§ TRECHO FORNECIDO:
>>>>>
Além disso, o estudo apoia o uso de um quarto regime como alternativa para pessoas que não toleram bedaquilina ou linezolida – pelo menos um desses dois medicamentos está em todos os regimes atuais recomendados pela OMS para TB-MDR.
Como foi realizado o ensaio clínico
O estudo endTB envolveu um grupo diversificado de 754 pacientes de sete países (Geórgia, Índia, Cazaquistão, Lesoto, Paquistão, Peru e África do Sul). O ensaio clínico incluiu populações historicamente excluídas, como adolescentes e pessoas com comorbidades, como transtornos por uso de substâncias, e manteve participantes que engravidaram durante o estudo.
O endTB avaliou cinco regimes de tratamento com duração de nove meses. A randomização (processo de alocação aleatória dos participantes do estudo em grupos) foi adaptada aos resultados, o que significa que mais pacientes foram designados para regimes que estavam produzindo melhores resultados.
<<<<<
Dê continuidade ao texto sobre o ensaio clínico endTB, começando logo após a última frase.

(Dados de localização com um ponto por instância)
>>>>>
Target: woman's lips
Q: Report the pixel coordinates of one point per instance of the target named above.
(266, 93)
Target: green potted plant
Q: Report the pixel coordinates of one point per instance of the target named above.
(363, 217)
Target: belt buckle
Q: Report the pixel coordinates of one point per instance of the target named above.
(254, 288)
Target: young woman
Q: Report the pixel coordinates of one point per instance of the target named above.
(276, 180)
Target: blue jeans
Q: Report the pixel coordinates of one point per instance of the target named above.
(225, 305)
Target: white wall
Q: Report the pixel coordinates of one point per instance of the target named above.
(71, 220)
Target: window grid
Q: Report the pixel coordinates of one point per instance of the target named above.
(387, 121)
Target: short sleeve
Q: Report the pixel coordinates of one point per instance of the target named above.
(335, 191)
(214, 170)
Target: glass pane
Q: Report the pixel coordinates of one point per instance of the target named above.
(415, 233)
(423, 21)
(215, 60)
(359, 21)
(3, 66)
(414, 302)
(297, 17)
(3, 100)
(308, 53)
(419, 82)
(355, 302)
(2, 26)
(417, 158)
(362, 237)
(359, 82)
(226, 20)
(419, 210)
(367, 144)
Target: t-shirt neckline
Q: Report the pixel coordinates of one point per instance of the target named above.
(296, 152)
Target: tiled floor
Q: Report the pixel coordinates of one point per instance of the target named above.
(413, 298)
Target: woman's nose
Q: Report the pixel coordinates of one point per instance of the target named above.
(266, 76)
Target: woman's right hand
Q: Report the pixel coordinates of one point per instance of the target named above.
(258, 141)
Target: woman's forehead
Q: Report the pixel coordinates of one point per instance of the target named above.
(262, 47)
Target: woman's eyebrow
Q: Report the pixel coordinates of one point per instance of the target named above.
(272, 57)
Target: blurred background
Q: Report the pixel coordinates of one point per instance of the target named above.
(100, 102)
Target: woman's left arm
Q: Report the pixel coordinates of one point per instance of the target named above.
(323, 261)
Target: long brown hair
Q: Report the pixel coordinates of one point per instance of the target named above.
<<<<<
§ RESULTADO DO EXERCÍCIO:
O que o ensaio pode indicar para o futuro de pacientes com tuberculose
“Estamos à beira de um avanço significativo na batalha contra a TB-MDR, uma doença que afeta desproporcionalmente populações empobrecidas em todo o mundo. Nossos resultados oferecem esperança para pessoas em extrema necessidade [de tratamento] e ressaltam a urgência da pesquisa e inovação contínuas – e da responsabilidade das empresas privadas que recebem fundos públicos – para tratar doenças que muitas vezes atingem as pessoas em situação de maior vulnerabilidade”, disse Carole Mitnick, doutora em Ciências, diretora de pesquisa da Partners In Health para o projeto endTB, co-pesquisadora principal do estudo e professora de saúde global e medicina social na Harvard Medical School.
“No entanto, o custo de alguns medicamentos continua sendo uma barreira. Um exemplo é a delamanida, que ainda tem um preço de 12 a 40 vezes mais alto do que deveria, de acordo com um valor estimado de forma independente para produzir o medicamento”, completa Carole Mitnick.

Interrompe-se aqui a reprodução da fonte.